→ **Data provided**
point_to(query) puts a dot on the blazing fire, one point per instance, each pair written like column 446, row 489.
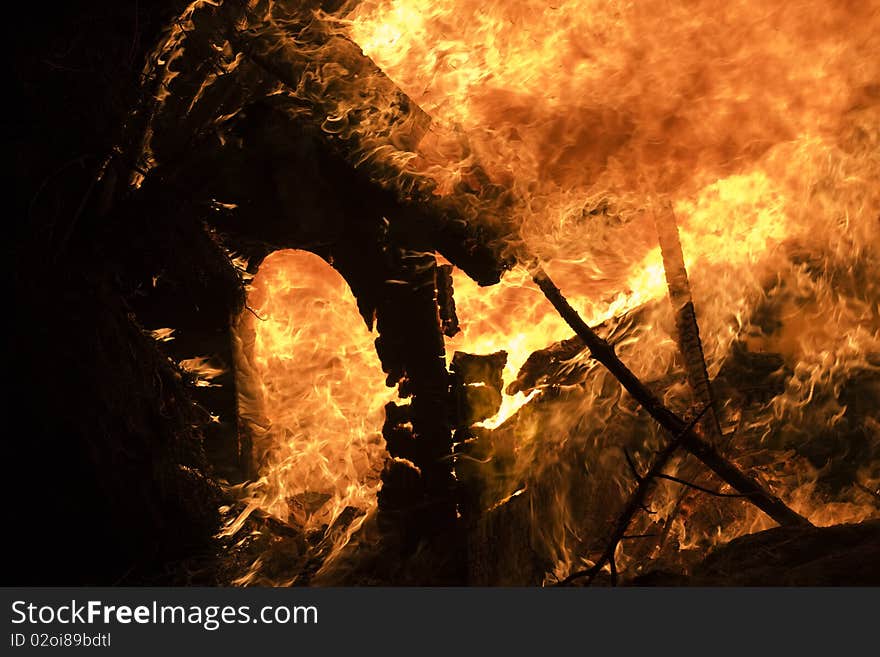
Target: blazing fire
column 756, row 124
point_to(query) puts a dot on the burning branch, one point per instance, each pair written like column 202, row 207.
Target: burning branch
column 687, row 330
column 636, row 502
column 703, row 450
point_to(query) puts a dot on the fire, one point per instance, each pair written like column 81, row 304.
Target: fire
column 757, row 122
column 312, row 394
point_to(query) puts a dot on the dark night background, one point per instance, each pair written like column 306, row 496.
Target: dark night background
column 97, row 419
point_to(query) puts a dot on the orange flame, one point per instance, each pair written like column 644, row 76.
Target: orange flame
column 758, row 121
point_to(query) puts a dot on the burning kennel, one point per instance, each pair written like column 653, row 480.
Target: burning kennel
column 534, row 294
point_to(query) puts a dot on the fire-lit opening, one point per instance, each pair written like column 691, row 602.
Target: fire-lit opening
column 311, row 397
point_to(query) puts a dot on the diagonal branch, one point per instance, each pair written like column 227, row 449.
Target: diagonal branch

→ **Task to complete**
Format the lines of the entries above as a JSON list of strings, one string per line, starting with the line that contains "point_to(query) puts a dot on the fire, one" and running through the end of the entries, both ends included. Leave out any blank lines.

→ **Solution to the exercise**
[
  "point_to(query) puts a dot on the fire, one point per instance, each pair written like column 81, row 304.",
  "Target: fire",
  "column 757, row 122",
  "column 312, row 394",
  "point_to(query) puts a dot on the dark night background, one point per instance, each pair written like column 306, row 496.",
  "Target: dark night background",
  "column 97, row 419",
  "point_to(query) puts a dot on the orange flame, one point per instance, each pair written like column 644, row 76.",
  "Target: orange flame",
  "column 758, row 121",
  "point_to(query) puts a dot on the burning kennel, one point per instance, each pair written like column 653, row 480.",
  "Target: burning kennel",
  "column 534, row 294",
  "point_to(query) puts a dot on the fire-lit opening, one point per instance, each pair written like column 691, row 602.",
  "Target: fire-lit opening",
  "column 311, row 397",
  "point_to(query) puts a dot on the diagonal branch, one point per instance, each pair written like column 227, row 449.",
  "Target: diagonal branch"
]